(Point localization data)
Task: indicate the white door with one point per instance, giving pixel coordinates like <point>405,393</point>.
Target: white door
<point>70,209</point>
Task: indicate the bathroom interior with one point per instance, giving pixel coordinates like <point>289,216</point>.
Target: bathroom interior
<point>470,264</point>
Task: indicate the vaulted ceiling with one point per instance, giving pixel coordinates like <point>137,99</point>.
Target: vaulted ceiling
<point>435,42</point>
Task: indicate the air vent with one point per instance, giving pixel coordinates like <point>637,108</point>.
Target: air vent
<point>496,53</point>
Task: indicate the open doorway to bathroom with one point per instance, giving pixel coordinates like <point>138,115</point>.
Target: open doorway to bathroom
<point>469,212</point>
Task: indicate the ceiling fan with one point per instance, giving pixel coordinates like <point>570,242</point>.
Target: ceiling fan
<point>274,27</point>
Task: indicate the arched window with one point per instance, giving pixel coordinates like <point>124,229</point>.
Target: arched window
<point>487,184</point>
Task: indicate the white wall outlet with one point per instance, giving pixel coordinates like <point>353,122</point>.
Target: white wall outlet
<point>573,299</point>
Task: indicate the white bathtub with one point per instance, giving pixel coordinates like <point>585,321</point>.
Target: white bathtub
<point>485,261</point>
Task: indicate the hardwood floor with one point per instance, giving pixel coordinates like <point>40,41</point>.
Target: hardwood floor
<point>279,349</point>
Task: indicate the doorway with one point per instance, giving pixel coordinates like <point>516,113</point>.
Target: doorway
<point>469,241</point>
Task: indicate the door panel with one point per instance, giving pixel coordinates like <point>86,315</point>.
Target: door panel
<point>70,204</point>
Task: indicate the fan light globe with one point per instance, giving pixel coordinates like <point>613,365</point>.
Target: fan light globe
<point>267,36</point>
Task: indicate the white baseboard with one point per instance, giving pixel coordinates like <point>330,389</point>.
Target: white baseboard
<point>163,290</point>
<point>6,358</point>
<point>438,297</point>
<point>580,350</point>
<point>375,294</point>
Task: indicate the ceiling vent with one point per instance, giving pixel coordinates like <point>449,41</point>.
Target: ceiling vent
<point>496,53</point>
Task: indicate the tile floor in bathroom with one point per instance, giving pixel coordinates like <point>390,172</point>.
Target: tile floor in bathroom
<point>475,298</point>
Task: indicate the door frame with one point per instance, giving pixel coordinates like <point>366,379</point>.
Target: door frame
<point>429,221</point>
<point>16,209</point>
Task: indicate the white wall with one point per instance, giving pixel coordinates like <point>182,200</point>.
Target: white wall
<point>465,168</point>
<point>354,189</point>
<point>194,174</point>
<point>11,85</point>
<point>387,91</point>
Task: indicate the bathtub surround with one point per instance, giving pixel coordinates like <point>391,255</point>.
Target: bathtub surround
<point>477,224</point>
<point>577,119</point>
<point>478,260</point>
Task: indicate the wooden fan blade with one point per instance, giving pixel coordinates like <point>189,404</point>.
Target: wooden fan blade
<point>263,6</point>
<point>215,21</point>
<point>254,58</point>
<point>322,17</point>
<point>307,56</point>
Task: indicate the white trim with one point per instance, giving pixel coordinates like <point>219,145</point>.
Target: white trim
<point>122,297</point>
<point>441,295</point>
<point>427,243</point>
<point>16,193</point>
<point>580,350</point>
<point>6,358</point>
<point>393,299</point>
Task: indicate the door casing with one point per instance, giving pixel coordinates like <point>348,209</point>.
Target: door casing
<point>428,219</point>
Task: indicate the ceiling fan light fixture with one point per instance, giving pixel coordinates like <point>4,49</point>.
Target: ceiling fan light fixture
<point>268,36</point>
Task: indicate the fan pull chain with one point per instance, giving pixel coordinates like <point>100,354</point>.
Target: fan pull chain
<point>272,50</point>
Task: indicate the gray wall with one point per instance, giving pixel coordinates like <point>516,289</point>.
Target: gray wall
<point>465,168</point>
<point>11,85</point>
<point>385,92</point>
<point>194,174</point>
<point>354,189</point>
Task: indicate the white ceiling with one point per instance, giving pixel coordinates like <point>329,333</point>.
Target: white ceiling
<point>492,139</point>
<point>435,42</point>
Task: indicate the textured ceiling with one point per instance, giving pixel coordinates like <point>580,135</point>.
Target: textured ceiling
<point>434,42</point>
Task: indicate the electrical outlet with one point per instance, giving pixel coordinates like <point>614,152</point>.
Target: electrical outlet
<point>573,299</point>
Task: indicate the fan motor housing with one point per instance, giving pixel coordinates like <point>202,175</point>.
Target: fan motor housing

**WHAT YOU NEED TO DO**: Beginning at the line above with "Task: indicate the bathroom" and finishing at the line with "Task: indicate the vaulted", return each line exactly and return nothing else.

**ANSWER BELOW**:
Task: indicate the bathroom interior with one point per instance, giving pixel coordinates like <point>289,216</point>.
Target: bathroom interior
<point>470,264</point>
Task: indicate the vaulted ceiling with one point per instance, giving pixel coordinates like <point>137,99</point>.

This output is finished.